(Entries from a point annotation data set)
=======
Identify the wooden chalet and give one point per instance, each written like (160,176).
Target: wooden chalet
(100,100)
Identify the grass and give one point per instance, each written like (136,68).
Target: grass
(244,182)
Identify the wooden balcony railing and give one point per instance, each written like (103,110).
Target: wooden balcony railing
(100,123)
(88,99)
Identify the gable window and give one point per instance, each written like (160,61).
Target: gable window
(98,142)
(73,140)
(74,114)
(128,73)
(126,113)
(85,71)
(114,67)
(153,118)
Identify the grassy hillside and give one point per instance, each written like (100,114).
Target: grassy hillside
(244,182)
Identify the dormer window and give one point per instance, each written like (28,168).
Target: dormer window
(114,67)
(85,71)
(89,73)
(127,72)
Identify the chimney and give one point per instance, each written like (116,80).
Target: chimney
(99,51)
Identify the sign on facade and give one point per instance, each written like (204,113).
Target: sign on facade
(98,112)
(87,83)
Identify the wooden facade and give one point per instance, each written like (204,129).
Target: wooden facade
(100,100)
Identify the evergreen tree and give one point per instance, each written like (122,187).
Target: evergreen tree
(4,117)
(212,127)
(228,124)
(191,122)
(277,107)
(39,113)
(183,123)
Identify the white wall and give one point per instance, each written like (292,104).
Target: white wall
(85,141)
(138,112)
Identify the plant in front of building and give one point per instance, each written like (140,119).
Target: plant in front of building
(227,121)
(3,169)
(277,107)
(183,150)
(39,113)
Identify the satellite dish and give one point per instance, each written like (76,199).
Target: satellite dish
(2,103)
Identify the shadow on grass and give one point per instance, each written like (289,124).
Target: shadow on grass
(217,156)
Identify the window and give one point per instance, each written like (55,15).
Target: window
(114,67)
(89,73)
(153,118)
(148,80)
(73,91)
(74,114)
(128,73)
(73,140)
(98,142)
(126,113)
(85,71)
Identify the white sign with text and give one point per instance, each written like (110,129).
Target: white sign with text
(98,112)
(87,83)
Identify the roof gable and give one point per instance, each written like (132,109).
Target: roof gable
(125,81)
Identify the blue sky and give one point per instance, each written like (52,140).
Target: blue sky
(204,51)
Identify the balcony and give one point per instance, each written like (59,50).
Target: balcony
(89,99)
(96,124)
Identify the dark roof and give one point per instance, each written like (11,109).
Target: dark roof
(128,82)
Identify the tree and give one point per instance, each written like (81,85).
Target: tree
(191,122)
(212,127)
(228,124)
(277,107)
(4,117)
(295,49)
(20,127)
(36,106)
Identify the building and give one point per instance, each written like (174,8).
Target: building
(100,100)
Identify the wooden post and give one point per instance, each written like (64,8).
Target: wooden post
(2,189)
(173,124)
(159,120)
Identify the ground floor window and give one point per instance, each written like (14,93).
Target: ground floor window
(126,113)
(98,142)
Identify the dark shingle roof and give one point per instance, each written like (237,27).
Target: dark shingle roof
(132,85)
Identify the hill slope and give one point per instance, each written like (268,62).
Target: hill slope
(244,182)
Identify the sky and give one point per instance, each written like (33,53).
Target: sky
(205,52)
=======
Exercise task: Begin at the line that contains "Identify the sky" and stop after the final line of the data. Copy out every line in that span, and offset each coordinate in the answers by adding 85 to both of its numbers.

Full response:
Identify the sky and give one point per instance, each written like (33,53).
Target: sky
(290,137)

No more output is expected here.